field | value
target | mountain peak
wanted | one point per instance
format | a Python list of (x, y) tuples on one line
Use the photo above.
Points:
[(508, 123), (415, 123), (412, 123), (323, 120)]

**Given problem**
Render the material above as a JSON list of strings, with one string for each line and no blank lines.

**Right answer**
[
  "field | value",
  "target | mountain peak",
  "wanted | one point per instance",
  "format | a Python list of (x, y) tuples on one line",
  "Use the photo above.",
  "Points:",
  "[(508, 123), (415, 123), (412, 123), (323, 120)]"
]